Auteur : Emmanuel Carrère
Emmanuel
Carrère s’est longuement expliqué sur les raisons qui l’ont poussé à se
lancer dans cette biographie d’Edvar Limonov, insaisissable personnage qui s’est
trouvé sur un étonnant nombre de points chauds de l’histoire récente. Homme aux
mille facettes, on le croise tour à tour poète adulé, guérilléro rouge-brun,
écrivain à succès, valet de chambre chez un milliardaire, prisonnier dans un
camp de la Volga, chef de gang spartiate opposé au régime de Poutine. Du velours
pour un roman, vous direz-vous, mais pour Carrère rien n’a été simple, jamais,
car Limonov ne se pose
pas comme une évidence, comme ce personnage mythique que l’écrivain parisien
aurait aimé croquer par sympathie, et que le dissident russe a mis toute son
existence à façonner. Non. Loin s’en faut. Limonov n’est pas homme à nourrir une
biographie officielle, et cela tombe bien, Emmanuel Carrère n’était pas du genre
à l’écrire.
C’est pourtant ce qu’il essaie tout de même de nous faire croire en
s’attaquant à l’énigme Limonov. Il faut dire que l’homme est sulfureux. Il étale
une sexualité libérée et hors norme, écrit des livres déjantés, et pour beaucoup
autobiographiques comme Le poète russe préfère les grands nègres. Joue
de la Kalachnikov en Serbie. Fleurte dangereusement avec le terrorisme et finit
enfermé pour avoir tenté un coup d’Etat au Kazakhstan. Ses femmes sont belles ou
folles, sinon les deux à la fois. Elles meurent à l’asile ou par overdose. Et
pour ce qui est de la subvention, à l'image des scouts il est toujours prêt.

Consignes
1. Transcrivez le passage de l'extrait sur Limonov compris entre « C’est pourtant ce » et « est toujours prêt. », bornes incluses.
2. Poursuivez l'extrait sur la biographie de Limonov à partir de sa dernière phrase.

Contenu des données

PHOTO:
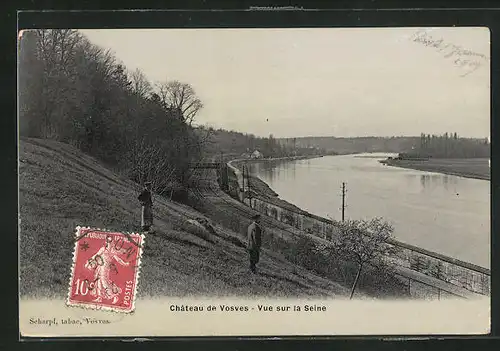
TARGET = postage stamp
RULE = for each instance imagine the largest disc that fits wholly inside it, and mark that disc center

Réponses attendues
1.
C’est pourtant ce qu’il essaie tout de même de nous faire croire en
s’attaquant à l’énigme Limonov. Il faut dire que l’homme est sulfureux. Il étale
une sexualité libérée et hors norme, écrit des livres déjantés, et pour beaucoup
autobiographiques comme Le poète russe préfère les grands nègres. Joue
de la Kalachnikov en Serbie. Fleurte dangereusement avec le terrorisme et finit
enfermé pour avoir tenté un coup d’Etat au Kazakhstan. Ses femmes sont belles ou
folles, sinon les deux à la fois. Elles meurent à l’asile ou par overdose. Et
pour ce qui est de la subvention, à l'image des scouts il est toujours prêt.

2.
Dans tous les mauvais coups, de toutes les parties pourries, de tous les combats
perdus d’avance, Limonov, intense, brûle de par sa vie toutes les pages du roman
de Carrère. Voilà pour l’aspect le plus évident, celui qui décrit un homme
infréquentable qui a traversé l’histoire et les continents de part en part.
Voilà ce qu’aurait pu être Limonov.
Mais Carrère est un écrivain de l’intime, qui sait mêler avec sensibilité
grande et petite histoire. Et pour la petite, il a connu Limonov, qui, après
être devenu infréquentable, se souviendra parfaitement de cet écrivain français
croisé au début des années 80, quand lui se trouvait aux côté d’Edern Hallier, à
rédiger des articles destructeurs pour l’Idiot international. Depuis ce
point de rencontre, Carrère déroule le fil de la vie de Limonov
chronologiquement, mais embrasse ce destin atypique pour l’enrichir en creux de
sa propre biographie. Face à la brutalité et la sècheresse de l’existence de
Limonov, Carrère se pose en bobo bien né, se met en scène en retrait, s’affuble
d’une relative faiblesse de caractère qu’il dit héritée de son milieu, quand la
pauvreté, la misère et la violence ont forgé le caractère du jeune Limonov en
acier trempé. Le regard que lui porte l’auteur oscille entre fascination et
déception, toujours touché par le romantisme fou que dégage, sur le papier,
cette existence qui brûle comme un feu de paille. Le confort de ses intérieurs
cosy heurtent la vérité des logements ascétiques de la star Limonov, qui vit
comme un clandestin alors qu’il fait les choux gras de la presse people russe.
La vie rangée de l’un met en orbite la folle aventure que représente celle de
l’autre.
C’est pourtant de ce rapprochement improbable que jaillit la force du roman.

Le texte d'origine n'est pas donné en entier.